- [DOCUMENT EXCERPT]
1883–84 Irish Cup

Tournament details
- Country: Ireland
- Date: 22 December 1883 – 19 April 1884
- Teams: 25

Final positions
- Champions: Distillery (1st title)
- Runners-up: Wellington Park

Tournament statistics
- Matches played: 23
- Goals scored: 96 (4.17 per match)

= 1883–84 Irish Cup =

The 1883–84 Irish Cup was the 4th edition of the Irish Cup, the premier knock-out cup competition in Irish football.

Distillery won the tournament for the 1st time, defeating Wellington Park 5–0 in the final. The holders Cliftonville were eliminated in the third round by Distillery.

- [THE TASK] Please reproduce the passage of the Irish Cup article between "Tournament statistics" and "in Irish football.", inclusive, word for word.

- [PROVIDED MATERIAL]
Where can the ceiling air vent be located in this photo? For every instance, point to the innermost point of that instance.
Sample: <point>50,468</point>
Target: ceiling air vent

- [THE RESULT]
Tournament statistics
- Matches played: 23
- Goals scored: 96 (4.17 per match)

= 1883–84 Irish Cup =

The 1883–84 Irish Cup was the 4th edition of the Irish Cup, the premier knock-out cup competition in Irish football.